• WHAT THE EXERCISE ASKS
Reproduce every line of the material below verbatim, omitting the pictures.

• SOURCE RECORDS
^^^^

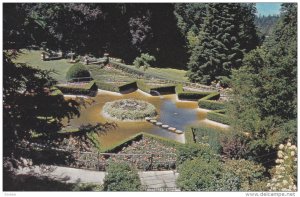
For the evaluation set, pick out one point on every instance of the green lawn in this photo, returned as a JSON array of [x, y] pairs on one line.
[[33, 58], [168, 73]]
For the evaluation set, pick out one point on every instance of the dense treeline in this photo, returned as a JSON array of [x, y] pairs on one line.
[[266, 24], [264, 96], [218, 35], [123, 30]]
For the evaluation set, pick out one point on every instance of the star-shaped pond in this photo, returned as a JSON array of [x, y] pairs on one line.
[[175, 113]]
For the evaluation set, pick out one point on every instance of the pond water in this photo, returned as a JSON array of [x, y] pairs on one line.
[[178, 114]]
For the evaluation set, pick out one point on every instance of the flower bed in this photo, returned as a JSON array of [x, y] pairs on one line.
[[147, 153], [129, 109]]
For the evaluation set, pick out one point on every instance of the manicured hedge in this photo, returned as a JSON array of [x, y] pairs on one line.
[[212, 105], [107, 86], [78, 70], [143, 86], [89, 89], [118, 146], [189, 136], [218, 117], [212, 96], [129, 87], [192, 95], [163, 90], [209, 136]]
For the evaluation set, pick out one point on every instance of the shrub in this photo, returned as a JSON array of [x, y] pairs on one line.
[[210, 136], [89, 89], [76, 71], [129, 87], [192, 151], [145, 61], [248, 173], [218, 117], [212, 105], [121, 177], [129, 109], [234, 146], [199, 175], [192, 95], [212, 96], [163, 90], [107, 86]]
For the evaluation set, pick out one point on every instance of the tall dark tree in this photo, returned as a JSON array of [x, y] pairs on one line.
[[264, 100], [227, 32]]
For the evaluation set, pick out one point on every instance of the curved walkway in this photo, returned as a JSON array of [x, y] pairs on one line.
[[151, 180]]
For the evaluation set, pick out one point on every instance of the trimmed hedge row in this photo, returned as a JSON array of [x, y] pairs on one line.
[[189, 135], [107, 86], [212, 105], [205, 135], [163, 90], [192, 95], [212, 96], [118, 146], [78, 70], [218, 117], [90, 89], [129, 87], [143, 86]]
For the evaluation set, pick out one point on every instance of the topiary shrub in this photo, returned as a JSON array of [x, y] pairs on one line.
[[212, 105], [129, 109], [218, 117], [199, 175], [77, 71], [191, 151], [144, 61], [121, 177], [209, 136]]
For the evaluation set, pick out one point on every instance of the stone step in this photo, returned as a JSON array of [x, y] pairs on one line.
[[165, 126], [173, 129], [179, 132], [158, 123], [153, 121]]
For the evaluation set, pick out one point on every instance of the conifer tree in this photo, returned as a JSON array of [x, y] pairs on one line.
[[227, 30]]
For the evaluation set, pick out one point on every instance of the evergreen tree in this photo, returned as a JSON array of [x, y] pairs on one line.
[[226, 34], [264, 100]]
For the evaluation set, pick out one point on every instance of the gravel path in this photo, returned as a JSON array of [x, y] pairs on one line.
[[151, 180]]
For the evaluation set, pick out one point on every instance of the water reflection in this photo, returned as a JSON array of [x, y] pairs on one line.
[[175, 113]]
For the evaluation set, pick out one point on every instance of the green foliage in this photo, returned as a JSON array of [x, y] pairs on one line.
[[212, 105], [199, 175], [89, 89], [212, 96], [145, 61], [78, 70], [264, 95], [247, 172], [209, 136], [164, 89], [192, 95], [106, 86], [118, 146], [218, 117], [191, 151], [121, 177], [129, 109], [223, 38], [132, 86]]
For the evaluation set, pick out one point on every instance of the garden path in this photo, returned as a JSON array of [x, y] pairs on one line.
[[151, 180]]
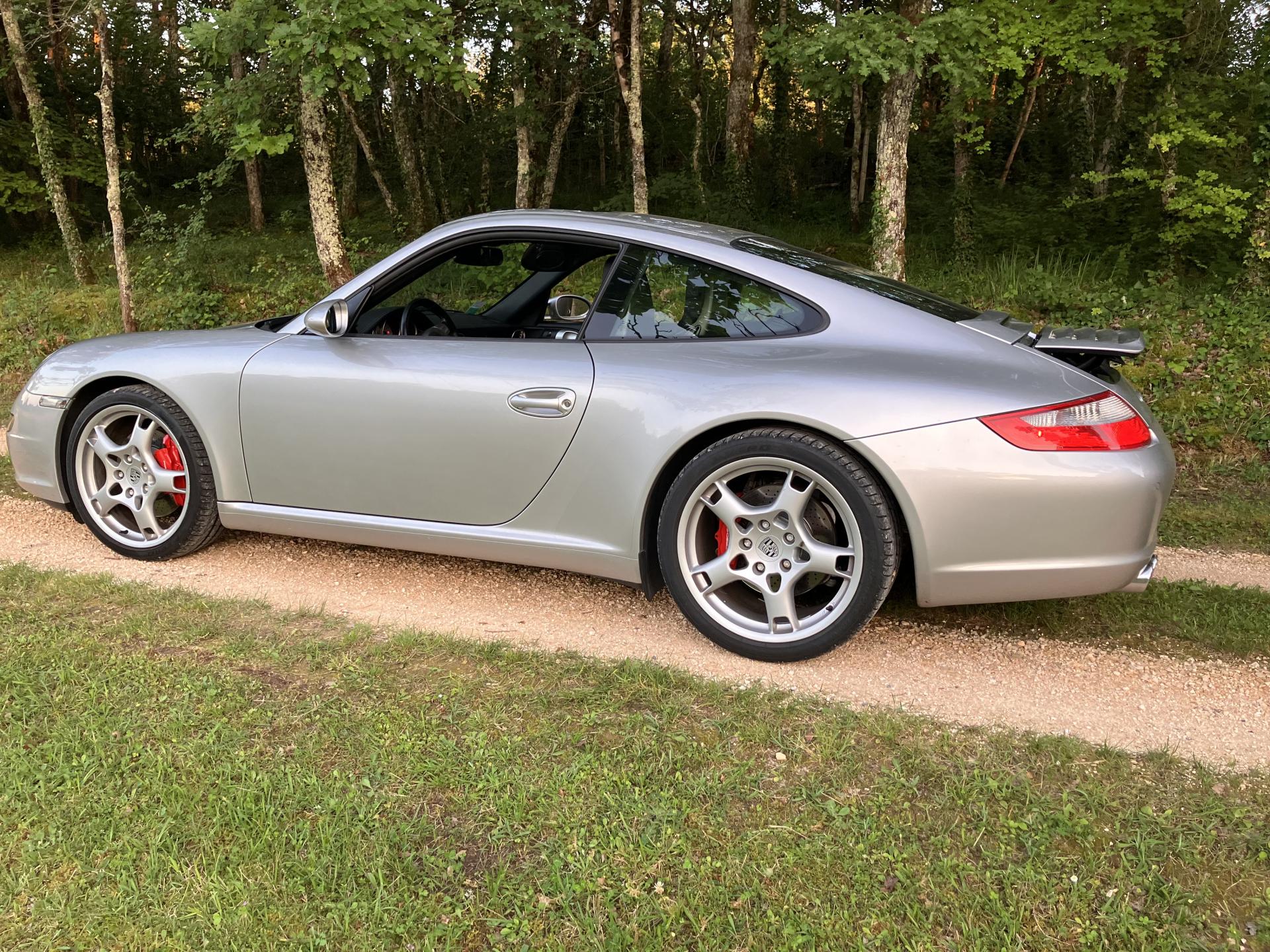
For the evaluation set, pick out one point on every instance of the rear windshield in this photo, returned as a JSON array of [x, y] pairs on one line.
[[855, 277]]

^^^^

• RESULT OF THE EXERCISE
For the evaluation set, pick out one point on every instance of the green lawn in this photo, returned as a JSON array of [x, y] pairs on one line.
[[33, 58], [168, 73]]
For the evaluation set, pick out one point on every instance of the dense treeline in this photo, returned as a JSON array of [x, y] pairs on one line.
[[266, 24], [264, 96], [218, 35], [123, 30]]
For the evaluation set, pick out one point on every instance of the star-shaped pond in this photo, returned as a JSON array of [x, y] pairs on one line.
[[175, 113]]
For the evaluation set, pick out one point on every instance of the pond water in this photo, returned as a JSON array of [x, y] pairs on one line.
[[178, 114]]
For the evaluation set, pick out one point on every instance of the flower bed in this photo, returned as a JSON array of [x, y] pairs on one line.
[[147, 153], [129, 109]]
For the evaluation set, pick out one point on every instance of the manicured hedge in this photo, returned as a JSON array of [x, y] pairs on one line.
[[212, 105], [107, 86], [78, 70], [143, 86], [89, 89], [118, 146], [189, 136], [218, 117], [212, 96], [129, 87], [192, 95], [163, 90], [209, 136]]
For the evaluation set, pick out one point on every instance of the shrub in this photo, returned as a JSON array of [x, y] pairs on one line.
[[210, 136], [89, 89], [76, 71], [129, 87], [192, 151], [145, 61], [248, 173], [218, 117], [212, 105], [121, 177], [129, 109], [234, 146], [199, 175], [192, 95], [212, 96], [163, 90], [107, 86]]
For the evaluation set, pick out one point on every instance of the tall dark tree in this photo, returned as a JSON array of [x, y] pairs on one line.
[[264, 100], [227, 32]]
For the evaluation set, pick out one point on every instance of the curved walkway in this photo, returned as a JSON array of [x, y] pairs on one line.
[[151, 180]]
For the evaluation set, pick out one point on every instance of the trimmed hedge row in this photo, returned as a JSON array of [x, y] pairs on one line.
[[189, 135], [107, 86], [212, 105], [205, 135], [163, 90], [192, 95], [212, 96], [118, 146], [78, 70], [218, 117], [90, 89], [129, 87], [143, 86]]
For the evaluation set, pick out one point on every instance of the topiary shrub in this photo, returned as a JSON array of [x, y] pairs on one line.
[[212, 105], [129, 109], [218, 117], [199, 175], [77, 71], [191, 151], [144, 61], [121, 177], [209, 136]]
For the evaluation set, pick out one point on every instance of the stone step in this photo, returned as a JSON array of [x, y] pairs on one line.
[[165, 126], [173, 129], [179, 132], [158, 123], [153, 121]]
For the evaluation set, pick out one point on every instance of the conifer tree in this photo, returned as a JSON array of [x, y] pairs on one line.
[[227, 30]]
For the evaluation set, pick out one point on every instance of the evergreen tree in this photo, returned as a JSON array of [x, y] pairs on one line.
[[226, 34], [264, 100]]
For the evaluation set, pick out one point on every instance of the gravel path in this photo, returned as a JSON array of [x, y] pairs on one line.
[[151, 180]]
For the evaluation set, pick out one point on every instance of the water reflection in this photo, returned as a JSON array of [x, y] pairs on one line.
[[175, 113]]
For the evaluation set, pick out one point on every instance of the green foliage in this photo, returned as a JSON array of [x, y] pairs on one line.
[[212, 105], [199, 175], [89, 89], [212, 96], [145, 61], [78, 70], [264, 95], [247, 172], [209, 136], [164, 89], [192, 95], [106, 86], [118, 146], [218, 117], [191, 151], [121, 177], [129, 109], [223, 38], [132, 86]]
For the evaluation set, pick out one point on every instance of the garden path in this photo, returned as a JSON array of [x, y] pairs on one line.
[[151, 180]]
For the evaluation set, pick out one point on every instance of the rear windshield in this photo, returned as a JSON array of [x, y] pairs on one line.
[[855, 277]]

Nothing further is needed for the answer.